### Task to complete
Show all the lines in the data below that include the word "target".

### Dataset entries
************

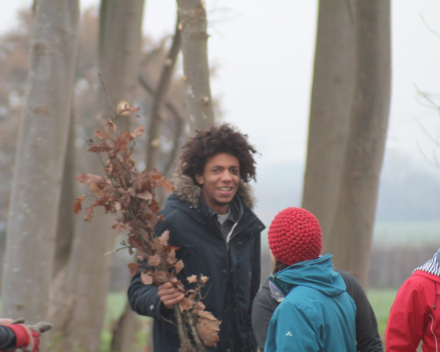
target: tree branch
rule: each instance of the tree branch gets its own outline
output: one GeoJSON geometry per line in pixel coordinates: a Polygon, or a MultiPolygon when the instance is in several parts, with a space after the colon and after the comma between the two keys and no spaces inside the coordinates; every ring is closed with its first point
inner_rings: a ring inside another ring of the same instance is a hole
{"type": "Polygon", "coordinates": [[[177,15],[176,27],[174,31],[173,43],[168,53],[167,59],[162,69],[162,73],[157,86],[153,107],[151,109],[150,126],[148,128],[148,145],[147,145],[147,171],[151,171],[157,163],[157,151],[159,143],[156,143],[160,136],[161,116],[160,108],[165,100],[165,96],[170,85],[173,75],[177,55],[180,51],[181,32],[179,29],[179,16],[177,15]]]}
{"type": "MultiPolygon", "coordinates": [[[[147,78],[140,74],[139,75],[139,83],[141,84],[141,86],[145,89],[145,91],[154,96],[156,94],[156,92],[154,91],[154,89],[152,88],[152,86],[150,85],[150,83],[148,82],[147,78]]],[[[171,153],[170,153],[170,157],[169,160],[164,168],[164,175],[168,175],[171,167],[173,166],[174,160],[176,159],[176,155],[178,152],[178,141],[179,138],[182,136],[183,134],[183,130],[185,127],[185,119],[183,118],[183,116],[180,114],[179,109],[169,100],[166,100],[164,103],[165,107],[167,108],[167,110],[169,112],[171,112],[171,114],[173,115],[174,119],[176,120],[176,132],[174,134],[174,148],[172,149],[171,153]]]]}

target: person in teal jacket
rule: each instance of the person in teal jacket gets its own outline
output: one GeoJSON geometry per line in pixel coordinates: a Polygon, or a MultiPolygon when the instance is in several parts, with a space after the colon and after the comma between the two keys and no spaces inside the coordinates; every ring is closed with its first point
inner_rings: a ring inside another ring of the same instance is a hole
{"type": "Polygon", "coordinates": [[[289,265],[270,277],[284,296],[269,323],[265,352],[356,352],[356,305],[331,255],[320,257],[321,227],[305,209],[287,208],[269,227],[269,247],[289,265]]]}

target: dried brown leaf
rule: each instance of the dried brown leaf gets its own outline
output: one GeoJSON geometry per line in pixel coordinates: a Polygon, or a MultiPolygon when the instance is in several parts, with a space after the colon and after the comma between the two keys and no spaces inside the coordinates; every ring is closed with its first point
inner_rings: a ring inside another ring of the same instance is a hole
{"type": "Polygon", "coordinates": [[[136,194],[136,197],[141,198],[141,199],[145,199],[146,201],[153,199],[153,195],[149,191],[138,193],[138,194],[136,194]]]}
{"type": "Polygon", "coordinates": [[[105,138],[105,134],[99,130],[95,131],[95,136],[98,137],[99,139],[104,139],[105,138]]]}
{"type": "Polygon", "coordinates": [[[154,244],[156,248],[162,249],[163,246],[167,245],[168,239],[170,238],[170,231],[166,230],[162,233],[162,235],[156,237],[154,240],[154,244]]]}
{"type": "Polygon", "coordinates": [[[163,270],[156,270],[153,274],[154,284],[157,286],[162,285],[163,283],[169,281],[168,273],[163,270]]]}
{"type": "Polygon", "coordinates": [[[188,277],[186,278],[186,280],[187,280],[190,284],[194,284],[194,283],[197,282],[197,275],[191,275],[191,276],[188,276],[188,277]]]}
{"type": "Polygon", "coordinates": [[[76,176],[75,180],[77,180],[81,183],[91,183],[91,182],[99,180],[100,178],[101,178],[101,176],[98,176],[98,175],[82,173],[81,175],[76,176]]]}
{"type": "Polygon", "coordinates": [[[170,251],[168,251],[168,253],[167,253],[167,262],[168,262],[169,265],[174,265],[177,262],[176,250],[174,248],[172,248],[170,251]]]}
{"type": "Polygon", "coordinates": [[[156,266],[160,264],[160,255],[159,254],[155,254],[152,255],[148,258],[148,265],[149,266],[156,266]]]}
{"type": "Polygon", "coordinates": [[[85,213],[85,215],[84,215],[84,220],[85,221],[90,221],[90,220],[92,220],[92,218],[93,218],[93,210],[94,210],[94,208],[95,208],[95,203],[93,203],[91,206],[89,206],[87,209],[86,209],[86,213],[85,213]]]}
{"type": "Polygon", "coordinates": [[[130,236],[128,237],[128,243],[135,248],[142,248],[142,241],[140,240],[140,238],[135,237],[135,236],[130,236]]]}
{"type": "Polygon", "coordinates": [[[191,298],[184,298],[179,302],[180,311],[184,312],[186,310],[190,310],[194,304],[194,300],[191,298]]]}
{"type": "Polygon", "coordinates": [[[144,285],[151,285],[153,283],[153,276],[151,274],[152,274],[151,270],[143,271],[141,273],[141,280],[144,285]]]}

************

### Solution to this task
target: tree branch
target: person in teal jacket
target: dried brown leaf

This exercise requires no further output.